Collection entries
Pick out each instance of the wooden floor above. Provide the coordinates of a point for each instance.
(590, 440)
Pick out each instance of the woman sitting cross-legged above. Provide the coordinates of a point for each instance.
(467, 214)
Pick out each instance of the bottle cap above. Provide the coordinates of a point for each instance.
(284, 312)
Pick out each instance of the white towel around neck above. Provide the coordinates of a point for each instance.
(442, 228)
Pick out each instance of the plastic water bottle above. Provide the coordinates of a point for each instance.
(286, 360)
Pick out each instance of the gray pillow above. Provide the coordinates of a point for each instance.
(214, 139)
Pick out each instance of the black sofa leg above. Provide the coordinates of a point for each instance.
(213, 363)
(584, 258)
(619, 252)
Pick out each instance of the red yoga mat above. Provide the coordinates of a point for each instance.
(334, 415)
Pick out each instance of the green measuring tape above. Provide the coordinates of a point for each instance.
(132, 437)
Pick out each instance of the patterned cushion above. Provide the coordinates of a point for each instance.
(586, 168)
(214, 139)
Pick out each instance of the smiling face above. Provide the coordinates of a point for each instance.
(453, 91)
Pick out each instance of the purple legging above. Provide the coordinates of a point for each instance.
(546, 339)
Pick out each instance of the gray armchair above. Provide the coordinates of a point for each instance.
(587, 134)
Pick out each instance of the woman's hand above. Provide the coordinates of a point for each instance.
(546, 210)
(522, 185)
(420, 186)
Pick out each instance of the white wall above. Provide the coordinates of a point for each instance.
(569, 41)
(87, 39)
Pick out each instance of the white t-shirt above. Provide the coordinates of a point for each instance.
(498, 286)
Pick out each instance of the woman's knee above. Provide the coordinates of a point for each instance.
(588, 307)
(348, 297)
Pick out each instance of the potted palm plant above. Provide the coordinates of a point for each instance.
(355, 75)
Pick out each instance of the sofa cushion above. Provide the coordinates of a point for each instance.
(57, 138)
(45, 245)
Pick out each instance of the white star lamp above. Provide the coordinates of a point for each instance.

■ **EXERCISE OBJECTIVE**
Nothing but the lines from the one with "Pick out each instance of the gray armchair" through the end of the data above should be repeated, each exactly as it stands.

■ **WRITTEN RESPONSE**
Pick out each instance of the gray armchair above. Provide the coordinates of a point for each instance.
(587, 134)
Pick out each instance of the woman's hand above. Provide the coordinates of a point for each instance.
(546, 210)
(522, 185)
(420, 186)
Pick out each instance of the white wall above. Provide the coordinates of a point for each instance.
(569, 41)
(87, 39)
Pick out each instance of the white t-shirt above. Provide the coordinates of a point for each instance.
(498, 286)
Pick out each instance of the woman's knee above. Provide the coordinates of a point for each instance.
(588, 307)
(348, 297)
Pick out each instance of the potted palm plant above. Provide the coordinates of a point for each instance.
(355, 75)
Pick out each instance of the sofa cushion above. Provide the coordinates of a point for each instance.
(57, 138)
(45, 245)
Pick out each instance of the white star lamp above. Provide the coordinates of a point for each instance.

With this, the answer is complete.